* _EXTRACTED INFORMATION_
______
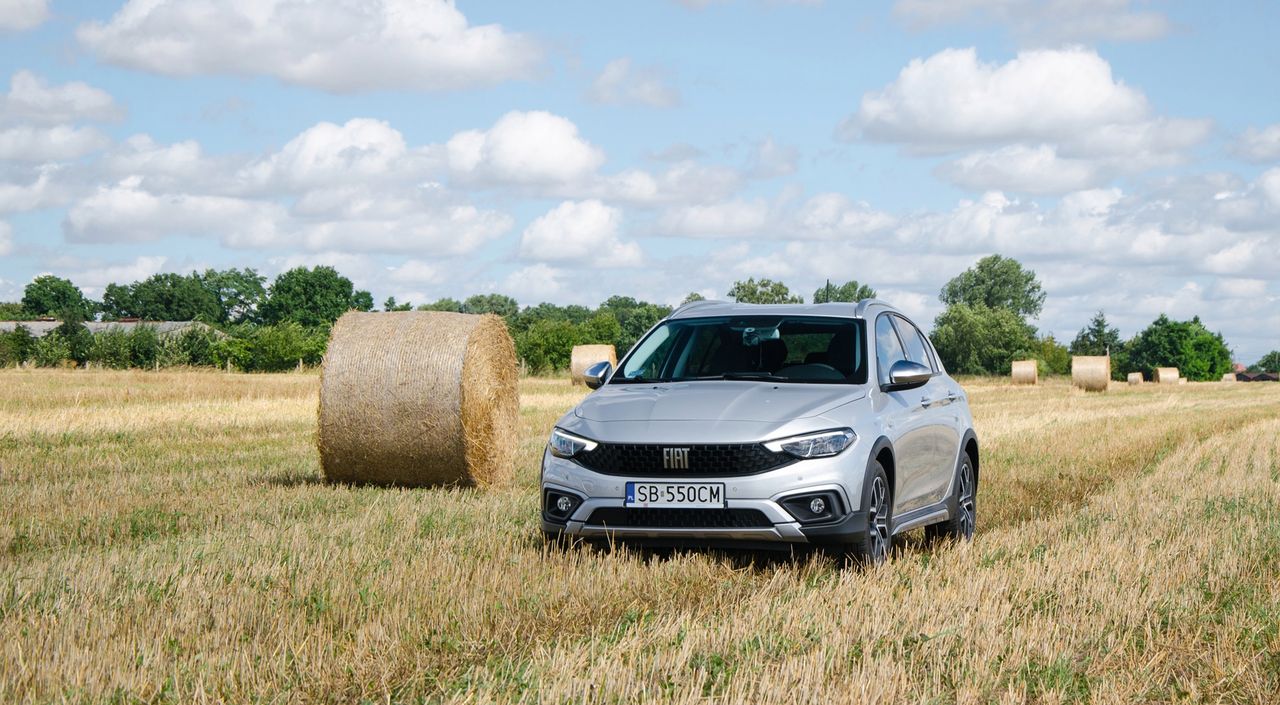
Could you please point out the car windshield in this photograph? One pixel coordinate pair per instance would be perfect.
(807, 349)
______
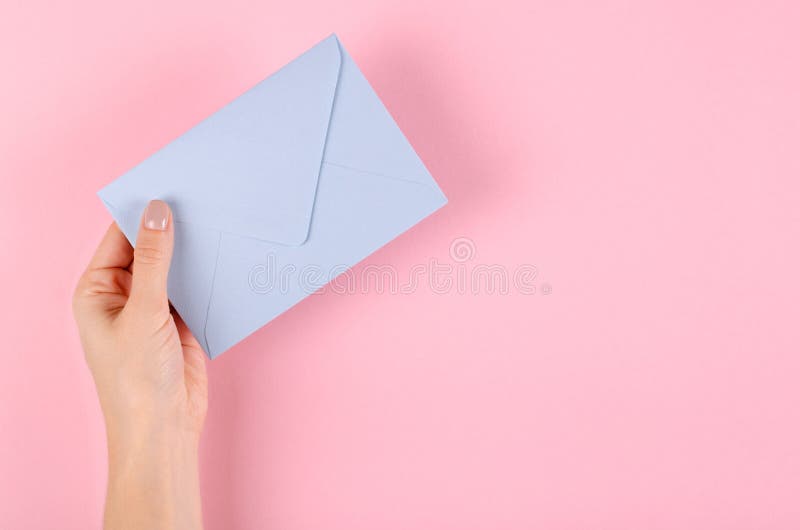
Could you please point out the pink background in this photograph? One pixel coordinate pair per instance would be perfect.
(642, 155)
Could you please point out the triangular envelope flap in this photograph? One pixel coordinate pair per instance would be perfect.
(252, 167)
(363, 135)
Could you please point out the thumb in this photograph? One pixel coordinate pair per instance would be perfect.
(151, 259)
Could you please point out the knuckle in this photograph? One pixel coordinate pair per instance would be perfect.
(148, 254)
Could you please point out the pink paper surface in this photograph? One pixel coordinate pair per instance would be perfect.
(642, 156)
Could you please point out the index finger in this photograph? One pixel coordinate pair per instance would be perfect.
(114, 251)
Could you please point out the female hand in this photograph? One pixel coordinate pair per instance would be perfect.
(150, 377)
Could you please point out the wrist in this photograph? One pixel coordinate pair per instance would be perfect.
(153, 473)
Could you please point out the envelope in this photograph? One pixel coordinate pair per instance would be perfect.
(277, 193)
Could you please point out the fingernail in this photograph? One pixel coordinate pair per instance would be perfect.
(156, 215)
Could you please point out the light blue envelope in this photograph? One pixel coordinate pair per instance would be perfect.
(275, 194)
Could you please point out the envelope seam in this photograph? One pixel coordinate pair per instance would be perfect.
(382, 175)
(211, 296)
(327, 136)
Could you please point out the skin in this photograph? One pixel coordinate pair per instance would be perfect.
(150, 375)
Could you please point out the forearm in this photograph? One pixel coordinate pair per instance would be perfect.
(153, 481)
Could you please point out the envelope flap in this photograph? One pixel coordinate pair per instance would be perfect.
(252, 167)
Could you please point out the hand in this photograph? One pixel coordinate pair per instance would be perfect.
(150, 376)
______
* _DIRECTIONS FOR THIS TASK_
Select every line in the rows above that contains the word "flap", and copy each one. Case counts.

* _RESPONSE_
Could you please point out the triangular envelope flap in this photograph? One pixel coordinate pair per instance would be perfect.
Could you please point out the envelope flap in this photograph? One pixel coordinate pair per instance would be perfect.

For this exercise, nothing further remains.